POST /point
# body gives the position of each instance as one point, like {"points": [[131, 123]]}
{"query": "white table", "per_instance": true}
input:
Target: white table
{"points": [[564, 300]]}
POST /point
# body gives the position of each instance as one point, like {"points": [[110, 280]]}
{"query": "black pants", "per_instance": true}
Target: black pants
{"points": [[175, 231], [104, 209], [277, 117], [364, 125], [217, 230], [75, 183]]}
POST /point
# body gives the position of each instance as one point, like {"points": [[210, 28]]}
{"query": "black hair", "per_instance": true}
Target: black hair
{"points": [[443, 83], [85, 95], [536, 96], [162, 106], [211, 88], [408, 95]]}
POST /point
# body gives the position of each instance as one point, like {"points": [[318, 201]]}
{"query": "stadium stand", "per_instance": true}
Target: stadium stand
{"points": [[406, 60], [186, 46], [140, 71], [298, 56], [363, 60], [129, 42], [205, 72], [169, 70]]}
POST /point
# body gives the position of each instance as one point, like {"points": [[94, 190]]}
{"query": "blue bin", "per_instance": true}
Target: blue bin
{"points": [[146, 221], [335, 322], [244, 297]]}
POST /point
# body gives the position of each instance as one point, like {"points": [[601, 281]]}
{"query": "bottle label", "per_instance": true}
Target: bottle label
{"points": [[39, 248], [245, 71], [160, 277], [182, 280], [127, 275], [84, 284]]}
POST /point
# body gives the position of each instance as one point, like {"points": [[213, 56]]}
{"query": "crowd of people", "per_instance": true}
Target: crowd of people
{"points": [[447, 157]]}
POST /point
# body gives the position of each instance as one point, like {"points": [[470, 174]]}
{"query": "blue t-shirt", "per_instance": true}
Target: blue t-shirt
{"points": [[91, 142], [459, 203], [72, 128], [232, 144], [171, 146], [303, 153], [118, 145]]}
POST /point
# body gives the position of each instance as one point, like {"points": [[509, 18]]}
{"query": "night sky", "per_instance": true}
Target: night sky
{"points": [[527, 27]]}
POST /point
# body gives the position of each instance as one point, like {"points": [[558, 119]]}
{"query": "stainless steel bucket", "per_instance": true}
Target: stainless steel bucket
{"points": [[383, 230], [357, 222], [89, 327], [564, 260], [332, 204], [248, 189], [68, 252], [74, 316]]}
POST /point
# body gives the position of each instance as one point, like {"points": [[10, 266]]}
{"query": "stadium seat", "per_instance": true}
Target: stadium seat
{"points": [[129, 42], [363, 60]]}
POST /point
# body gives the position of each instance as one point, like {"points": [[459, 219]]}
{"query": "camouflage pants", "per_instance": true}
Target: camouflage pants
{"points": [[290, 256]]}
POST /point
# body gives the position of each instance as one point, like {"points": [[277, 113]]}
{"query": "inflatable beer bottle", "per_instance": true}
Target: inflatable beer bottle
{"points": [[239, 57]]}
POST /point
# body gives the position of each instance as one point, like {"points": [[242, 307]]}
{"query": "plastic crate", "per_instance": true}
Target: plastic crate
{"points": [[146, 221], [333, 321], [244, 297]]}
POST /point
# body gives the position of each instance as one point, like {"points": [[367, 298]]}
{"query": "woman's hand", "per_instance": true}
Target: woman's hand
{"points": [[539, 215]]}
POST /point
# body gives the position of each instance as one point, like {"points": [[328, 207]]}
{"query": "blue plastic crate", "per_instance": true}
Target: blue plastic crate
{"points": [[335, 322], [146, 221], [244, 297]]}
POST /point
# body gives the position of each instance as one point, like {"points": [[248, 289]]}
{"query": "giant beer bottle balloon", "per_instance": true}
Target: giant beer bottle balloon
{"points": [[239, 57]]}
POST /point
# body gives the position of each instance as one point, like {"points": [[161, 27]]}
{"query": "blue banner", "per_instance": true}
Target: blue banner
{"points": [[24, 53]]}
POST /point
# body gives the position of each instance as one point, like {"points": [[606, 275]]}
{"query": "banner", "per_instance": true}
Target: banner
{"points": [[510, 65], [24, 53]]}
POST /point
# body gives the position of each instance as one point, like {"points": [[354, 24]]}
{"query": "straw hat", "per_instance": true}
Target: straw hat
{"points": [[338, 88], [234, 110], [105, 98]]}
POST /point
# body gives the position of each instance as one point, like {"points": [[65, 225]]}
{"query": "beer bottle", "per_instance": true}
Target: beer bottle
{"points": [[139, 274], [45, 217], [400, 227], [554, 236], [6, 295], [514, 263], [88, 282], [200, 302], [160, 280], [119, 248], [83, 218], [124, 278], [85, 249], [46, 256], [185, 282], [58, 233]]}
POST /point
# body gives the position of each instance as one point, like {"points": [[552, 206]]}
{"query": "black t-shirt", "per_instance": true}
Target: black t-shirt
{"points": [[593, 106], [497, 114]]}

════════════════════

> _Task_
Quote the entire listing above exactly.

> _Written solution_
POST /point
# body gives the position of each instance as one point, like {"points": [[131, 123]]}
{"query": "white table", "per_instance": true}
input:
Target: white table
{"points": [[564, 300]]}
POST /point
# body gives the position of each instance as one point, like {"points": [[110, 280]]}
{"query": "black pants", "per_instance": true}
Target: black pants
{"points": [[175, 231], [104, 209], [277, 117], [364, 125], [217, 230], [75, 183]]}
POST /point
# body gives the position of each instance as one point, like {"points": [[210, 28]]}
{"query": "black hair", "per_instance": true}
Target: black hair
{"points": [[443, 83], [85, 95], [536, 96], [162, 106], [211, 88], [408, 95]]}
POST /point
# body gives the position of each instance as one point, like {"points": [[318, 201]]}
{"query": "stadium stand", "per_instance": true}
Target: stadium stand
{"points": [[406, 60], [186, 46], [140, 71], [298, 56], [363, 60], [129, 42], [205, 72], [169, 70]]}
POST /point
# body gives the position of each instance as one point, like {"points": [[94, 190]]}
{"query": "blue bin", "per_instance": true}
Target: blue bin
{"points": [[146, 221], [335, 322], [244, 297]]}
POST /point
# body gives the position of each instance as one point, like {"points": [[601, 281]]}
{"query": "bottle label", "per_instance": true}
Target: bottle label
{"points": [[39, 248], [245, 71], [160, 277], [182, 280], [127, 275], [84, 284]]}
POST /point
# body gives the position of each instance as one point, like {"points": [[213, 56]]}
{"query": "crowd of people", "per_instance": true}
Target: crowd of people
{"points": [[447, 157]]}
POST /point
# body gives the position of each instance as one point, like {"points": [[470, 174]]}
{"query": "blue t-shirt", "per_instance": true}
Target: blue t-shirt
{"points": [[91, 142], [459, 203], [72, 128], [232, 144], [171, 146], [303, 153], [118, 145]]}
POST /point
# body gives the position of each instance as one point, like {"points": [[509, 18]]}
{"query": "night sky", "per_instance": true}
Target: night sky
{"points": [[527, 27]]}
POST /point
# body gives the position of each instance as one point, like {"points": [[558, 119]]}
{"query": "stainless steel bucket", "per_instance": true}
Target: stainless steel bucket
{"points": [[383, 230], [357, 222], [89, 327], [564, 260], [332, 204], [248, 189], [68, 252], [74, 316]]}
POST /point
# body gives the position of each instance as one point, like {"points": [[10, 266]]}
{"query": "stadium seat", "per_instance": true}
Target: stadium seat
{"points": [[129, 42], [363, 60]]}
POST /point
# body gives the position of each instance as one point, like {"points": [[459, 219]]}
{"query": "camouflage pants", "per_instance": true}
Target: camouflage pants
{"points": [[290, 256]]}
POST /point
# body gives the position of each instance as one point, like {"points": [[277, 113]]}
{"query": "inflatable beer bottle", "per_instance": true}
Target: inflatable beer bottle
{"points": [[239, 57]]}
POST /point
# body gives the position of each instance as one point, like {"points": [[242, 307]]}
{"query": "plastic crate", "per_instance": true}
Target: plastic crate
{"points": [[146, 221], [333, 321], [244, 297]]}
POST /point
# body gives the position of each instance as one point, like {"points": [[367, 298]]}
{"query": "woman's hand", "per_instance": true}
Target: woman's hand
{"points": [[539, 215]]}
POST /point
# body gives the position of each instance as one point, like {"points": [[328, 207]]}
{"query": "blue plastic crate", "per_instance": true}
Target: blue plastic crate
{"points": [[335, 322], [146, 221], [244, 297]]}
POST /point
# body gives the position of each instance as one point, like {"points": [[248, 289]]}
{"query": "giant beer bottle balloon", "per_instance": true}
Target: giant beer bottle balloon
{"points": [[239, 57]]}
POST /point
# body gives the position of each instance as one point, like {"points": [[161, 27]]}
{"query": "blue banner", "per_instance": true}
Target: blue banner
{"points": [[24, 53]]}
POST /point
# body gives the position of each instance as one point, like {"points": [[606, 275]]}
{"query": "banner", "per_instance": true}
Target: banner
{"points": [[510, 65], [24, 53]]}
POST /point
# body gives the position of each instance as one point, like {"points": [[354, 24]]}
{"query": "straw hat", "per_instance": true}
Target: straw hat
{"points": [[338, 88], [234, 110], [105, 98]]}
POST /point
# body gives the position of each instance as one point, like {"points": [[65, 225]]}
{"query": "beer bottle", "per_instance": true}
Target: beer bottle
{"points": [[139, 274], [45, 217], [400, 227], [554, 236], [6, 295], [514, 263], [88, 282], [200, 302], [160, 280], [119, 248], [83, 218], [124, 278], [85, 249], [46, 256], [185, 282], [58, 233]]}
POST /point
# body gives the position of each instance as one point, like {"points": [[552, 206]]}
{"query": "black t-shirt", "per_instance": true}
Target: black t-shirt
{"points": [[593, 106], [497, 114]]}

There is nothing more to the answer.